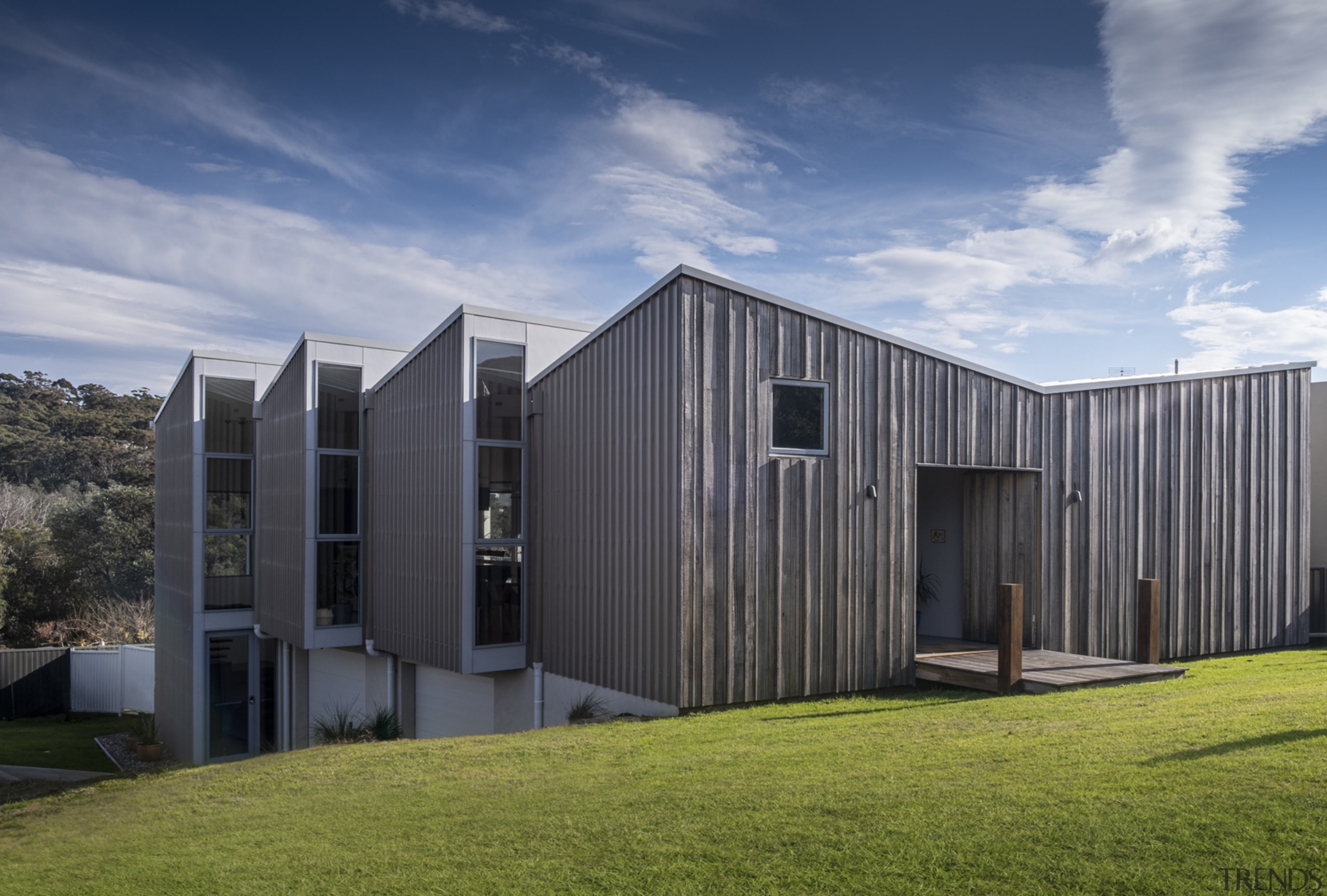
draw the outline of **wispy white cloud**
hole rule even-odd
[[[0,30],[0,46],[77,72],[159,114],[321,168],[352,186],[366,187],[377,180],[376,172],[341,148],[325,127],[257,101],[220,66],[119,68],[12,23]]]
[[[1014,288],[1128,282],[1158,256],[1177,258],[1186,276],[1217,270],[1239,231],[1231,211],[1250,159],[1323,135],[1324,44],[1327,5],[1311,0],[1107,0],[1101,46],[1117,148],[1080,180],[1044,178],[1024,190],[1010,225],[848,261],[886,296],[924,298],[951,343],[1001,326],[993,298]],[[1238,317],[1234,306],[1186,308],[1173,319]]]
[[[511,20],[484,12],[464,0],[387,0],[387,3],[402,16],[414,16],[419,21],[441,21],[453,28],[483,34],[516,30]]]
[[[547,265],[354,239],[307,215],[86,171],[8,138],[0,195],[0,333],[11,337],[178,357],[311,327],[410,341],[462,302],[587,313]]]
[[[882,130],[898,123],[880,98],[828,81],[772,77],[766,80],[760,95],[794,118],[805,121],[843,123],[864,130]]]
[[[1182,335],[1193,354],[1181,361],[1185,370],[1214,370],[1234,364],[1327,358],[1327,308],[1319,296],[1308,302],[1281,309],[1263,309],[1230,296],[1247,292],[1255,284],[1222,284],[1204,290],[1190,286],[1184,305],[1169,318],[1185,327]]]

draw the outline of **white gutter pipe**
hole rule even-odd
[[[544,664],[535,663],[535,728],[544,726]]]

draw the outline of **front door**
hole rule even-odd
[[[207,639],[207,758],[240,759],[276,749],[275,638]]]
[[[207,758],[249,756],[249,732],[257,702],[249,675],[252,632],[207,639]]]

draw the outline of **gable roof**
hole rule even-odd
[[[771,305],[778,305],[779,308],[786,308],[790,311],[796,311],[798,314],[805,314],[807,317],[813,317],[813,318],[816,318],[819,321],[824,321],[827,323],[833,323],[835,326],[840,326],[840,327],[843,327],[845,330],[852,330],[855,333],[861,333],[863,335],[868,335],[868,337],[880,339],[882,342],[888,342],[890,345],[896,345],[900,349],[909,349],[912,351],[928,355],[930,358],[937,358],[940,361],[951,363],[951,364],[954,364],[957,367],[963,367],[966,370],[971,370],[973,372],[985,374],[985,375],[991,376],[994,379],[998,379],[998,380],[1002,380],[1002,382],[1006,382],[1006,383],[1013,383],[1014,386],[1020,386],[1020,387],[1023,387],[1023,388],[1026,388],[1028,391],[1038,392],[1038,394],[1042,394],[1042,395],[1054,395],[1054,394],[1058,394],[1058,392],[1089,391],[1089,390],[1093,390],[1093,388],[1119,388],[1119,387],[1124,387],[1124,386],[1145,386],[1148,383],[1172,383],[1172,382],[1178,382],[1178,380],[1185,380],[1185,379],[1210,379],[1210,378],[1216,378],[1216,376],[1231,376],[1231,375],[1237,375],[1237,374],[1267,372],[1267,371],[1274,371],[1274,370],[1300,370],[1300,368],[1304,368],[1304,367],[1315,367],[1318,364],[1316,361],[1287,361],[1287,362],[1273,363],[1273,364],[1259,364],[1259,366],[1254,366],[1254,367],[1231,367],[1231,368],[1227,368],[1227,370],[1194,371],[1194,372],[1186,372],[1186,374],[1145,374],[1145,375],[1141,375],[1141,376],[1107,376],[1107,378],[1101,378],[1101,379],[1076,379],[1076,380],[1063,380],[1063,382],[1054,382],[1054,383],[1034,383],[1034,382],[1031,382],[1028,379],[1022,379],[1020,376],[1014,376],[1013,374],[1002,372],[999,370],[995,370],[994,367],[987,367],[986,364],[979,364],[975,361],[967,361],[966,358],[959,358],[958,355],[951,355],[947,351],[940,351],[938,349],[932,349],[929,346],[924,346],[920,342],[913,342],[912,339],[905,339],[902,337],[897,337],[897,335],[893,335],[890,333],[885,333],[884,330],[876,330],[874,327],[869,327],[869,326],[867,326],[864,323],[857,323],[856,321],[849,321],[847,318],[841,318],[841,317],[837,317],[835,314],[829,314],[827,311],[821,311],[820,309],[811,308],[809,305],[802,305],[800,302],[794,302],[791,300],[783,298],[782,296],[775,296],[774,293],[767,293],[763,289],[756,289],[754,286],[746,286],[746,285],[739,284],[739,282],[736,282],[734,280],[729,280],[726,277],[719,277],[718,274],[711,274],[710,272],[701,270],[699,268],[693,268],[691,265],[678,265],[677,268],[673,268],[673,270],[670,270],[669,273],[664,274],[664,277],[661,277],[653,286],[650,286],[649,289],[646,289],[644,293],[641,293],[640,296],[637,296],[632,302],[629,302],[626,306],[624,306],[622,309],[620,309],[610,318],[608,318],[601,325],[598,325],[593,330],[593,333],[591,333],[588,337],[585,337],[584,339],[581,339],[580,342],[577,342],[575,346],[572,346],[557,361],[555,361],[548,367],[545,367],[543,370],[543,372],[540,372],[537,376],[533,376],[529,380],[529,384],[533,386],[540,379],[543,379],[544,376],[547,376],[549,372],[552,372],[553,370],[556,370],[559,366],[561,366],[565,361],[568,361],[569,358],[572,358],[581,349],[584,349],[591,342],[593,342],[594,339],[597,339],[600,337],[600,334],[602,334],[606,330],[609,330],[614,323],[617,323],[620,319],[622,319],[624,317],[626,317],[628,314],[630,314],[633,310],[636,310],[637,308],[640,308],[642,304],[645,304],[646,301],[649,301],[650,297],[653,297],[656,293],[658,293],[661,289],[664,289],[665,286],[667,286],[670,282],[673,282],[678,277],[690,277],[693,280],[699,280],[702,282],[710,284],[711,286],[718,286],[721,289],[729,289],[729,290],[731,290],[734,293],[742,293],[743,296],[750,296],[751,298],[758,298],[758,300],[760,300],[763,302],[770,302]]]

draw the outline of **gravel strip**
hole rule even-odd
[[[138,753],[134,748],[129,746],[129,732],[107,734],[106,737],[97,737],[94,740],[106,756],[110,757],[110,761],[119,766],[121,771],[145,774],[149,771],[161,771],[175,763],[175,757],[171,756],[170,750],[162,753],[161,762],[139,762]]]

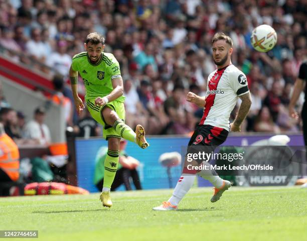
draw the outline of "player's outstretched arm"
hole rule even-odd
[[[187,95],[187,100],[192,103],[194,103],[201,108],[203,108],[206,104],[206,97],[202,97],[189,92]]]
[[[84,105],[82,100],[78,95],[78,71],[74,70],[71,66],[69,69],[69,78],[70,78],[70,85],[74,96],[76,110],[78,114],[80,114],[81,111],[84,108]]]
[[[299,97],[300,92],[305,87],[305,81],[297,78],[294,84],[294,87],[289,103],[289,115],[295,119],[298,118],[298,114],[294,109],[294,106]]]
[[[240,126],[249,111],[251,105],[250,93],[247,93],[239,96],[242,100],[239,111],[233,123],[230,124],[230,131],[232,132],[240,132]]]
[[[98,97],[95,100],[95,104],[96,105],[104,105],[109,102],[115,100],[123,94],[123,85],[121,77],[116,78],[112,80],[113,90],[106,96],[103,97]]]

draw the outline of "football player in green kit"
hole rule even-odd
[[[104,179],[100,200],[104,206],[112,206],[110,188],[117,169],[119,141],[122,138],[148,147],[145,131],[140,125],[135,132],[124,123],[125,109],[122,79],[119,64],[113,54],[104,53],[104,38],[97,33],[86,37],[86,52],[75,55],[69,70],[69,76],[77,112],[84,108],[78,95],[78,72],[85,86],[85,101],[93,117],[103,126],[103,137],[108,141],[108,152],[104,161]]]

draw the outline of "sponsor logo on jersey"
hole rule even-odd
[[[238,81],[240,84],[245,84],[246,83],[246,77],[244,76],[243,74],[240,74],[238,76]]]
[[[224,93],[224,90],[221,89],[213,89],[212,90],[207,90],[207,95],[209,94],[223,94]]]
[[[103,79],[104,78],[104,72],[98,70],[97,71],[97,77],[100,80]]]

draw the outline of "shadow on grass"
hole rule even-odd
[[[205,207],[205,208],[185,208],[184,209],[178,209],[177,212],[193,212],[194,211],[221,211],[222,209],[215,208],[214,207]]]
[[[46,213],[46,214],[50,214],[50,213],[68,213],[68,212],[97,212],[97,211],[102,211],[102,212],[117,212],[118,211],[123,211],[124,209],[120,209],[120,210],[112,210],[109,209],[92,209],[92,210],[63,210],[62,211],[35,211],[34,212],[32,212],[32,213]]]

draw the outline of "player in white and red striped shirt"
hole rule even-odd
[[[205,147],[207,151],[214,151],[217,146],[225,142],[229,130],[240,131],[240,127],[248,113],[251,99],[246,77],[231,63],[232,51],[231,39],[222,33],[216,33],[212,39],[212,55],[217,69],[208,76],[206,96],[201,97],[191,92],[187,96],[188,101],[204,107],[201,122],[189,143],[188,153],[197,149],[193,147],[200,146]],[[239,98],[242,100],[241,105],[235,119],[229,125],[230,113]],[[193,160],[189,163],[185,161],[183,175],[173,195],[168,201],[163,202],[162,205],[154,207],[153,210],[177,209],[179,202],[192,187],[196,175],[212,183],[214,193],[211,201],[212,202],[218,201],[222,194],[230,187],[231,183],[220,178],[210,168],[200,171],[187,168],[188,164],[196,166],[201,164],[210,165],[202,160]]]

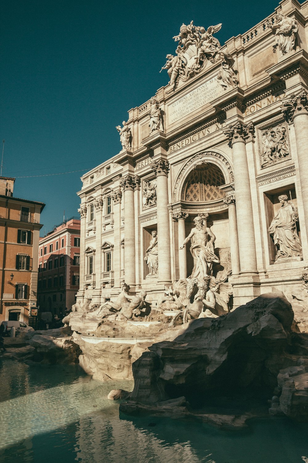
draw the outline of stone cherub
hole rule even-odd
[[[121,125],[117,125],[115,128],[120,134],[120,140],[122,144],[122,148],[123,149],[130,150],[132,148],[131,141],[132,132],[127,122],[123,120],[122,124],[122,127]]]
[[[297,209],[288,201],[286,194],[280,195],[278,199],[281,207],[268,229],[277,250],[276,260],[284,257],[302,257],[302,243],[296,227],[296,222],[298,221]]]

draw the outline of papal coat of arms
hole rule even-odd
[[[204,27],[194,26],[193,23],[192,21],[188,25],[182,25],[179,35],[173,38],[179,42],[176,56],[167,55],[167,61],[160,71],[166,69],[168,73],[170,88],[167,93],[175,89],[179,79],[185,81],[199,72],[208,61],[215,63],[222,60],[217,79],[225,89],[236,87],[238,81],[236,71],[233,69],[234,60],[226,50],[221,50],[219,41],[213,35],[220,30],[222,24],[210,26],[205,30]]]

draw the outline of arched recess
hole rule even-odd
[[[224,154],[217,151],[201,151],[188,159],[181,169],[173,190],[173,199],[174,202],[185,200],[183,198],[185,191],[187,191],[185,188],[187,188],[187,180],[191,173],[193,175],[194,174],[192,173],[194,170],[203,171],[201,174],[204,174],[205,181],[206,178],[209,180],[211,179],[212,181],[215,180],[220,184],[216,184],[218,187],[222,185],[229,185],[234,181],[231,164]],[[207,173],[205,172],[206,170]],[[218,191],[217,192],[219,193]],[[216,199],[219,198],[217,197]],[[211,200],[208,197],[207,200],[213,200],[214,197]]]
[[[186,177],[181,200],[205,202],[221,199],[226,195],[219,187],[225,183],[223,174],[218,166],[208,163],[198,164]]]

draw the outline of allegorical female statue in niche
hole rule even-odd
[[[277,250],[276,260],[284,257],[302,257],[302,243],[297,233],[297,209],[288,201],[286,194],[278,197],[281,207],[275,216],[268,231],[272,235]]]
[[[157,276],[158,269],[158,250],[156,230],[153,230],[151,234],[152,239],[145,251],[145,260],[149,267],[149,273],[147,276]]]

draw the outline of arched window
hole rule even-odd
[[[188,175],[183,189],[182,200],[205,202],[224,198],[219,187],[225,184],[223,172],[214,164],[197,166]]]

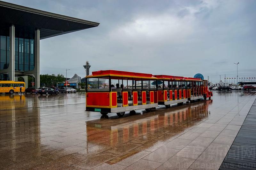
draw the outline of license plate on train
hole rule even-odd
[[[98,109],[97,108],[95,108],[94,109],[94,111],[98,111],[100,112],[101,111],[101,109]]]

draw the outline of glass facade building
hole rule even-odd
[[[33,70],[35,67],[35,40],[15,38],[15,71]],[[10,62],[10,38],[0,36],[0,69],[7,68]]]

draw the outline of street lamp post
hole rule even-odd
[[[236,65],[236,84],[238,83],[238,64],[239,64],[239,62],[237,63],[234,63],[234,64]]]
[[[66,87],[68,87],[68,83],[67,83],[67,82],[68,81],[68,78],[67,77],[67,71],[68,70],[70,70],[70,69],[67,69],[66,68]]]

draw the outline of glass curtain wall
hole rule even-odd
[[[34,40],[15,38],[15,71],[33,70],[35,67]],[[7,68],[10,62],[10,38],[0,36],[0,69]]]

**WORK TO BE COMPLETED:**
Copy out the lines of the data above, starting with the line that contains "player in green" and going on through the line that contains "[[[103,79],[104,78],[104,72],[98,70],[97,71],[97,77],[100,80]]]".

**SOLUTION TO THIS EXERCISE:**
draw the outline of "football player in green kit"
hole rule even-odd
[[[104,179],[100,200],[104,206],[112,206],[110,188],[117,169],[119,141],[122,138],[148,147],[145,131],[140,125],[135,132],[124,123],[125,109],[122,79],[119,64],[113,54],[104,53],[104,38],[97,33],[86,37],[86,52],[75,55],[69,70],[69,76],[77,112],[84,108],[78,95],[78,72],[85,86],[85,101],[93,117],[103,126],[103,137],[108,141],[108,152],[104,161]]]

draw the outline of "sponsor logo on jersey"
hole rule even-odd
[[[238,81],[240,84],[245,84],[246,83],[246,77],[244,76],[243,74],[240,74],[238,76]]]
[[[224,93],[224,90],[221,89],[213,89],[212,90],[207,90],[207,95],[209,94],[223,94]]]
[[[103,79],[104,78],[104,72],[98,70],[97,71],[97,77],[100,80]]]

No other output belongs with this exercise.